> **Problem statement**: Reproduce, without any change, everything from the line containing "[pin] tomb pedestal -- one per line" down to the line containing "(1281, 476)", including both of those lines.

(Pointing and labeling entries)
** Start **
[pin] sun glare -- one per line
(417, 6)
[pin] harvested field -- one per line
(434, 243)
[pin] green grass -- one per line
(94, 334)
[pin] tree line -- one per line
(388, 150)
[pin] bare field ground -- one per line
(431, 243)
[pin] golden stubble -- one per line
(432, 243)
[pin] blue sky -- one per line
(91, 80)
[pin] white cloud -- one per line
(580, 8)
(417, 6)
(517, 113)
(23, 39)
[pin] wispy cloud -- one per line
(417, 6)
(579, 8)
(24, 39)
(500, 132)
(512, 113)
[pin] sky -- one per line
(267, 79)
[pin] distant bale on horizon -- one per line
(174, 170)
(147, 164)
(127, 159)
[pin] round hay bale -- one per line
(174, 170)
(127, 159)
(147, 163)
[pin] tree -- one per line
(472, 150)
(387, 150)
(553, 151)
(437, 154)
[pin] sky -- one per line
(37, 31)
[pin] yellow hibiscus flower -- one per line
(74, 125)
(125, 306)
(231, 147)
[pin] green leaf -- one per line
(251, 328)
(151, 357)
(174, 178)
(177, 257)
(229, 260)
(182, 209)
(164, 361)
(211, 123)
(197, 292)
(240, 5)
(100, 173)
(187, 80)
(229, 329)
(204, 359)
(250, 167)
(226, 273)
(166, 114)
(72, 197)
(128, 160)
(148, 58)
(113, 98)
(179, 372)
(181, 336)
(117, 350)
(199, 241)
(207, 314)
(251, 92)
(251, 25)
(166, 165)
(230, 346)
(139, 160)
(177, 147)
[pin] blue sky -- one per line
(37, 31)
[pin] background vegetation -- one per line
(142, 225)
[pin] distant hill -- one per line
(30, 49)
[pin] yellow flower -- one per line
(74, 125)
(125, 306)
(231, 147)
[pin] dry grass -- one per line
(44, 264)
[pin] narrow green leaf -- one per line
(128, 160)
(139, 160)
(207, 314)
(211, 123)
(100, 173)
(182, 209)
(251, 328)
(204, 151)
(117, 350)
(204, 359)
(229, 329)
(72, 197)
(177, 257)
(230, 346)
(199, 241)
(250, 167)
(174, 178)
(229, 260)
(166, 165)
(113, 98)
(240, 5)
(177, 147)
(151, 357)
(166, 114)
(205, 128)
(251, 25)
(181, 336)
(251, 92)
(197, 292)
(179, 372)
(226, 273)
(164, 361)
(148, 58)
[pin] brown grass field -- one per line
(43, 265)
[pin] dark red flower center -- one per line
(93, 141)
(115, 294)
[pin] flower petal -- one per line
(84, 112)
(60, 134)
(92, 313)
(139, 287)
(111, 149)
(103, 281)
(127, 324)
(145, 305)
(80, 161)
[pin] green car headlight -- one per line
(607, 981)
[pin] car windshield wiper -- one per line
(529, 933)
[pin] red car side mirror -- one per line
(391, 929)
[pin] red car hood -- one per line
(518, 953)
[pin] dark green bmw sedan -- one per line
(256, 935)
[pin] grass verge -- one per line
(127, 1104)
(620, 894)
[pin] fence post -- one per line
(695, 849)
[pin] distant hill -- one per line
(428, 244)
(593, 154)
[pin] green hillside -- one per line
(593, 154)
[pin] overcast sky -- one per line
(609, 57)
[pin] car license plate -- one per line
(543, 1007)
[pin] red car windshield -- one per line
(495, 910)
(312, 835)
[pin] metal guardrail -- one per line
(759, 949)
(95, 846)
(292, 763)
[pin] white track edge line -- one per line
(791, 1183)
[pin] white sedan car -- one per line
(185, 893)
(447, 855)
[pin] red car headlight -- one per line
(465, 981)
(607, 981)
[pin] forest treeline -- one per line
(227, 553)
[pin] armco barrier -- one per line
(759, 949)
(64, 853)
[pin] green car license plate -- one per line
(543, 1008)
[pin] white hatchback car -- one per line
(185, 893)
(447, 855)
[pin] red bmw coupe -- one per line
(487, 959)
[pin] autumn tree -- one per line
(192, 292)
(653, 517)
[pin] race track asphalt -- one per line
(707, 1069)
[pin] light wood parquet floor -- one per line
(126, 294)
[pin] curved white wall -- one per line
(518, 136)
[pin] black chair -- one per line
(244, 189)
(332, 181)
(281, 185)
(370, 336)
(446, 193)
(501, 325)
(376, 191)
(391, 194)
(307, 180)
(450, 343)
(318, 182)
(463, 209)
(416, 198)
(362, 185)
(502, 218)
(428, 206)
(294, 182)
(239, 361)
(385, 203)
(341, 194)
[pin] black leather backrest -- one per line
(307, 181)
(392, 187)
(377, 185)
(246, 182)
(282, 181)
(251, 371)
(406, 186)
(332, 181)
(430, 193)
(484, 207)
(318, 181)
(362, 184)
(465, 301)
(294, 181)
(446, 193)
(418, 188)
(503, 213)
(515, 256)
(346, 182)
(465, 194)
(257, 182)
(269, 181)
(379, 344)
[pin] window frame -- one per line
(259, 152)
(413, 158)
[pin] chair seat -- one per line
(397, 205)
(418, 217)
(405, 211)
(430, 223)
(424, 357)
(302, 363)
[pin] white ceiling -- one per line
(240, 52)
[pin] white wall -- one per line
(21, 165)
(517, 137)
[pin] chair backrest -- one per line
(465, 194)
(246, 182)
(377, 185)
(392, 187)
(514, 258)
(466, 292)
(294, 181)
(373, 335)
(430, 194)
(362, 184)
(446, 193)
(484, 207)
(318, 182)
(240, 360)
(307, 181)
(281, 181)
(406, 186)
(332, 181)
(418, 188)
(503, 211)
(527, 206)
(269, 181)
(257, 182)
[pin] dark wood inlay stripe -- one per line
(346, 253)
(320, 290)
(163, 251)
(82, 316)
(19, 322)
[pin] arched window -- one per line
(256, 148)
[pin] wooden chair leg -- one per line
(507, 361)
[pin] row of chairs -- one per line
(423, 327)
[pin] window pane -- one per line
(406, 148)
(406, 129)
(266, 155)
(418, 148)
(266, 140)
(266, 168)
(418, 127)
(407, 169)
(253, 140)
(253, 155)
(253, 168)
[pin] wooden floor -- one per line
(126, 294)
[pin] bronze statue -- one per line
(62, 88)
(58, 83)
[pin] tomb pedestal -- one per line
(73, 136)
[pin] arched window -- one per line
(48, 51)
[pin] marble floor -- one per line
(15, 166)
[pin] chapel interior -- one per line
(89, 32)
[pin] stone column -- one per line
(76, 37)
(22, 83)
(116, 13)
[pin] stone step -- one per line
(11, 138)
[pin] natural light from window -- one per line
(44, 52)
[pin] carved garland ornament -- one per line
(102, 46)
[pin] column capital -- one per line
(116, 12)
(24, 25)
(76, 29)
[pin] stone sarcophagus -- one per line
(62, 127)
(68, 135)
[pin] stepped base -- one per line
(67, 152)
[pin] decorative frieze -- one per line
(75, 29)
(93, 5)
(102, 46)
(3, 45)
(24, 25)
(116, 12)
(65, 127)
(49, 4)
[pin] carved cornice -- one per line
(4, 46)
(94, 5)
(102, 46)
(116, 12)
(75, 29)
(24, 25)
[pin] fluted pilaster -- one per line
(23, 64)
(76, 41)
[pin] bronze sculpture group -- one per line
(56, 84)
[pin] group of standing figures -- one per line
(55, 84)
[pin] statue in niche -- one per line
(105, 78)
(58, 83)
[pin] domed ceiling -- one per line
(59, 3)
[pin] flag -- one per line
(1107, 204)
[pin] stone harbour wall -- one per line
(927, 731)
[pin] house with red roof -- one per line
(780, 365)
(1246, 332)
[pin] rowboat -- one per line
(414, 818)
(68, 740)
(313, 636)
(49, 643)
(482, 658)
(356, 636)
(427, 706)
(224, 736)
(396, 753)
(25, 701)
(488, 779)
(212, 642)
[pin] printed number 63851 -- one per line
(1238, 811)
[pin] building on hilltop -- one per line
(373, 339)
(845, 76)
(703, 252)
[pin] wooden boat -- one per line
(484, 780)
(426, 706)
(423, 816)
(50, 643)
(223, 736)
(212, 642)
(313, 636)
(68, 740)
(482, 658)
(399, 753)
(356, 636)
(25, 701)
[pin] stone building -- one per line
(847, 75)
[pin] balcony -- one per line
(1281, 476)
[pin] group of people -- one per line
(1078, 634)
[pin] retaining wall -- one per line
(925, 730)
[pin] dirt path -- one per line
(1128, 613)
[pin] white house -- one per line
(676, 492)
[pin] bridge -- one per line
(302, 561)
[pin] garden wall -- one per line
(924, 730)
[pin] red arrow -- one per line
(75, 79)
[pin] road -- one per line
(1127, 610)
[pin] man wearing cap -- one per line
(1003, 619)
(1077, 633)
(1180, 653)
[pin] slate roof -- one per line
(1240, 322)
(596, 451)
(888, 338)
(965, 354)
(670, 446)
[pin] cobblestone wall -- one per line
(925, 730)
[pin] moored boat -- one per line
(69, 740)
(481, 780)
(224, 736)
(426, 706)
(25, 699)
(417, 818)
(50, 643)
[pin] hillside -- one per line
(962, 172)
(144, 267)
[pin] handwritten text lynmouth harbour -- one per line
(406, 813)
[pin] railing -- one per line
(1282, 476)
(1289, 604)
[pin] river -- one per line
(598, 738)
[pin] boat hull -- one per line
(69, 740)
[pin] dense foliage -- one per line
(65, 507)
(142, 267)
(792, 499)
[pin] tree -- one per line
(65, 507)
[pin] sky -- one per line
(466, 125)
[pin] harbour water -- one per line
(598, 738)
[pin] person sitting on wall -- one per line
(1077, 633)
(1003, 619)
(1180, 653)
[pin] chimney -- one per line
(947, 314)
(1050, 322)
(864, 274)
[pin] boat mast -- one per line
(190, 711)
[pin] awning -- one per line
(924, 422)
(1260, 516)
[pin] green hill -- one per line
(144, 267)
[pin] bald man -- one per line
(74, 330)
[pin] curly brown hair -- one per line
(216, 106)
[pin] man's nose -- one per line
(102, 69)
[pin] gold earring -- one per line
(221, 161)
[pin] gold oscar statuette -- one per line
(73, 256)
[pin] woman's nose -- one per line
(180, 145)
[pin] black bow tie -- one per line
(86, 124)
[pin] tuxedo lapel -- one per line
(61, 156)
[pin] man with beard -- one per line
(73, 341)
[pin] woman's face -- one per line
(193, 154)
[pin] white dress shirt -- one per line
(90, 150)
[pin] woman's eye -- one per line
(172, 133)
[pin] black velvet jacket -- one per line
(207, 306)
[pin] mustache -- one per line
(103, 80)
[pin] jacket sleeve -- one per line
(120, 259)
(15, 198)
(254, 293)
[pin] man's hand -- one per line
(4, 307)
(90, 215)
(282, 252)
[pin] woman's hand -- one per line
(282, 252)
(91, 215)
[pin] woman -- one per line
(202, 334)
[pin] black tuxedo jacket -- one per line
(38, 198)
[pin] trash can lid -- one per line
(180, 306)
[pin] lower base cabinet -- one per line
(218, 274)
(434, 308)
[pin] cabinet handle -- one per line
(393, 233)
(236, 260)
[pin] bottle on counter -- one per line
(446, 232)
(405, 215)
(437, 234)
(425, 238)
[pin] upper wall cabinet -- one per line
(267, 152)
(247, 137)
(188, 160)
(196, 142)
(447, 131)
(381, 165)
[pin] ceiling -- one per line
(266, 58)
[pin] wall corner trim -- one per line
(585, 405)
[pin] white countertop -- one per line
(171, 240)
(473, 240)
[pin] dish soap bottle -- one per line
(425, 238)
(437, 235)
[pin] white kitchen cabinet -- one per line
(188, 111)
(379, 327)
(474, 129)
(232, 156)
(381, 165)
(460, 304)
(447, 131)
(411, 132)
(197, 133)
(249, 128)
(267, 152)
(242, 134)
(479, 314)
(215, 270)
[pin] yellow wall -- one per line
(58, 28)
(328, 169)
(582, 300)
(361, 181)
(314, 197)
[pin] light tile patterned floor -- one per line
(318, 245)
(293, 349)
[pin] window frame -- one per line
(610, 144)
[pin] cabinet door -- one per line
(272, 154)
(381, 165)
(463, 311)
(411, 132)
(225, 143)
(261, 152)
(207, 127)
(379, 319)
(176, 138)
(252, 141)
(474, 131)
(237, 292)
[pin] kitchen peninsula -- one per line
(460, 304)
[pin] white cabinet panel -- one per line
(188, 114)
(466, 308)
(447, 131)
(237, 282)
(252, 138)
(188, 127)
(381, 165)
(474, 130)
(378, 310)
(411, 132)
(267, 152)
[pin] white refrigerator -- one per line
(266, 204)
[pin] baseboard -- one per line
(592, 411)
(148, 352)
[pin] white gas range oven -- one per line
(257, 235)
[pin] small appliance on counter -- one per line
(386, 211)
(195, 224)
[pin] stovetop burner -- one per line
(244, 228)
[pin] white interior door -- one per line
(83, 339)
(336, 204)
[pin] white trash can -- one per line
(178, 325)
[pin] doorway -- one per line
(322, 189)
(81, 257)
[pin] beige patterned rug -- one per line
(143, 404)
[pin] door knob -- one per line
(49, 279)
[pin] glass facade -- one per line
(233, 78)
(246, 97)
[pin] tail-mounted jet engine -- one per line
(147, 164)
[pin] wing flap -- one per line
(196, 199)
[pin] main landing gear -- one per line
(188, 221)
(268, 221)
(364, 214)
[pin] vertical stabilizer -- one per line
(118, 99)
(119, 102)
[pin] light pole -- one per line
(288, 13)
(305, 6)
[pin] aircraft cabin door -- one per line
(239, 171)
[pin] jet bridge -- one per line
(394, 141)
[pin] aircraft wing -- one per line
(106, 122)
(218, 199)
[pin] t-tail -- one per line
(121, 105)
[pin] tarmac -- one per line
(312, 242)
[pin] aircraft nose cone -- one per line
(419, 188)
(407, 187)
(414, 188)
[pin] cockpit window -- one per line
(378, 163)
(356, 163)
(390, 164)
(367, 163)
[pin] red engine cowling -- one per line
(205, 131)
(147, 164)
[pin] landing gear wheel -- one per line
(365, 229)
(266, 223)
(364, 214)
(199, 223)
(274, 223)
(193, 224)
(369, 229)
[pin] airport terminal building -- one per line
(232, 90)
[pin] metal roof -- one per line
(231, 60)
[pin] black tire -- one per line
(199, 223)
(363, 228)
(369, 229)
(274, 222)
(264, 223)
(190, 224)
** End **
> **Full answer**:
[pin] tomb pedestal -- one per line
(73, 136)
[pin] arched window -- one per line
(48, 51)
[pin] marble floor -- one per line
(15, 166)
[pin] chapel interior -- one per line
(89, 32)
[pin] stone column -- one per line
(76, 37)
(22, 83)
(116, 13)
[pin] stone step -- one per line
(11, 138)
[pin] natural light from window -- one per line
(44, 52)
[pin] carved garland ornament -- one per line
(102, 46)
[pin] column capital -- one per line
(116, 12)
(24, 25)
(76, 29)
[pin] stone sarcophagus -- one per line
(62, 127)
(68, 135)
[pin] stepped base -- one per line
(67, 152)
[pin] decorative frieze -- one per line
(75, 29)
(93, 5)
(102, 46)
(3, 45)
(24, 25)
(116, 12)
(65, 127)
(49, 4)
[pin] carved cornice -- one per line
(4, 46)
(94, 5)
(102, 46)
(116, 12)
(75, 29)
(24, 25)
[pin] fluted pilaster -- one per line
(23, 64)
(76, 41)
[pin] bronze sculpture group -- one per line
(56, 84)
[pin] group of standing figures -- one per line
(55, 84)
[pin] statue in niche -- one per line
(105, 78)
(58, 83)
[pin] domed ceiling -- one per line
(59, 3)
[pin] flag -- one per line
(1107, 204)
[pin] stone harbour wall -- one per line
(927, 731)
[pin] house with red roof -- one per line
(780, 365)
(1246, 332)
[pin] rowboat -- one per line
(414, 818)
(68, 740)
(313, 636)
(49, 643)
(482, 658)
(356, 636)
(427, 706)
(224, 736)
(396, 753)
(25, 701)
(488, 779)
(212, 642)
[pin] printed number 63851 -- one per line
(1238, 811)
[pin] building on hilltop -- one per line
(373, 339)
(845, 76)
(703, 252)
[pin] wooden boat -- one per line
(484, 780)
(426, 706)
(423, 816)
(50, 643)
(223, 736)
(212, 642)
(313, 636)
(68, 740)
(482, 658)
(399, 753)
(356, 636)
(25, 701)
[pin] stone building -- one per line
(847, 75)
[pin] balcony -- one per line
(1281, 476)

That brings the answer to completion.